:: Extract

Date: Mon, 15 Mar 2004 07:42:00 EST
Reply-To: RAlanen@AOL.COM
Sender: Vanagon Mailing List <vanagon@gerry.vanagon.com>
From: Frank Condelli <RAlanen@AOL.COM>
Subject: Re: problems installing second battery
Content-Type: text/plain; charset="US-ASCII"
In a message dated 15/03/2004 12:04:49 AM Eastern Standard Time,
LISTSERV@GERRY.VANAGON.COM writes:
The full detail, along with a couple of pictures to explain, is on the web
here: http://users.rcn.com/jhecht/batteries. The basic situation is that I
bought an Optima yellow-top, and on the instructions of someone in an RV
shop we bought an isolator (the type with two diodes inside to direct
current) that is used by RV folks to connect their second battery. Steve
first wired the old battery to the isolator, and with just that connected
the van wouldn't start. He checked it and played with it but couldn't
figure out why it wouldn't work. It was dark out by then, so we couldn't
experiment further, but he also felt he needed more knowledge than we had.
If you think you might have any suggestions, please take a look at the
website, which includes the wiring chart we're following, photo of the old
battery explaining what we connected (bad quality, unfortunately, it was
dark when I took it), and a list of hypotheses as to what might be wrong.
And if you reply, PLEASE copy Steve on your email
I did not copy Steve as I don't find his email address in your message
(all those ormswyn
addresses - I don't know which he actually checks) so he'll be able to mull
over your thoughts. He's not on the vanagon list.

::::

**What you need to do**:
a – Answer these about the battery email:
(i) What battery was bought?
(ii) What kept them from experimenting further?
(iii) Is Steve on the vanagon list?
b – In the battery email, rewrite the part that opens with the words "In a message" and closes with "than we had.", renaming "isolator" to "splitter" each time it appears.
c – Carry the battery email further, picking up after its final sentence.

:: Stored rows

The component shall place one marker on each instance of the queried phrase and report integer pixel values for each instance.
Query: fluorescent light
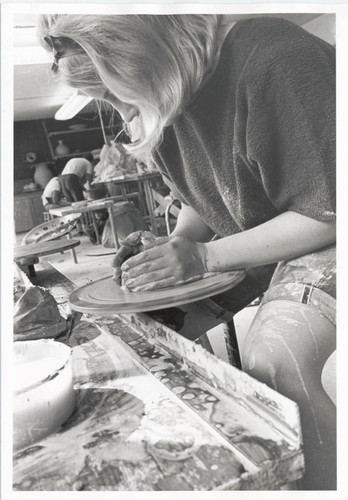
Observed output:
(72, 106)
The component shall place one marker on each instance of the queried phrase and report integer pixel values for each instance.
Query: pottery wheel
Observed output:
(104, 296)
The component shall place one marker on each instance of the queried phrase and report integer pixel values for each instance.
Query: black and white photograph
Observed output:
(168, 204)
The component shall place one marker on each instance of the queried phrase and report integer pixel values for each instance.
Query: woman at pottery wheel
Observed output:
(240, 120)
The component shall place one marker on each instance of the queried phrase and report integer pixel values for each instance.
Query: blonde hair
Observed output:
(154, 62)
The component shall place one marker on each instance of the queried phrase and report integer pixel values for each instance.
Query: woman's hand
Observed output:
(133, 244)
(164, 262)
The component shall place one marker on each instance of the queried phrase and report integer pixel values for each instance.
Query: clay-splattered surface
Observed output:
(147, 419)
(128, 432)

::::

**Answers for the exercise**:
a –
(i) An Optima yellow-top.
(ii) It was dark out by then.
(iii) No, he's not on the vanagon list.

b –
In a message dated 15/03/2004 12:04:49 AM Eastern Standard Time,
LISTSERV@GERRY.VANAGON.COM writes:
The full detail, along with a couple of pictures to explain, is on the web
here: http://users.rcn.com/jhecht/batteries. The basic situation is that I
bought an Optima yellow-top, and on the instructions of someone in an RV
shop we bought an splitter (the type with two diodes inside to direct
current) that is used by RV folks to connect their second battery. Steve
first wired the old battery to the splitter, and with just that connected
the van wouldn't start. He checked it and played with it but couldn't
figure out why it wouldn't work. It was dark out by then, so we couldn't
experiment further, but he also felt he needed more knowledge than we had.

c –
Joy, I just went through this process on my Westy and helped out a few
others with info. See the archives for lots more details. First thing I will say
to you is to use the Sure Power model 1315 to bridge your two batteries. Of
all the methods I have personally tried this one is the most successful in
all respects albeit more expensive but in the long run it is the best way
period. I am going to copy below a few messages I sent to others who involved in
the same task as you and hopefully all this info gets into the archiove for
future benift of all. Good luck and hope to see you soon at Everybus.
Start of copied messages ............
<<<<<No, I did not miss you post. I've been mulling over all the advice on
this issue now for a few days and decided that the Sure-Power gadget was the
right way to go. Called up to the local RV place and they had two in stock
at $124. Went up and got one and spent most of Monday installing it. I see
a big difference in the voltage of the aux battery after shutting down the
van after short runs now. Battery is always up to above 13 volts at shut down.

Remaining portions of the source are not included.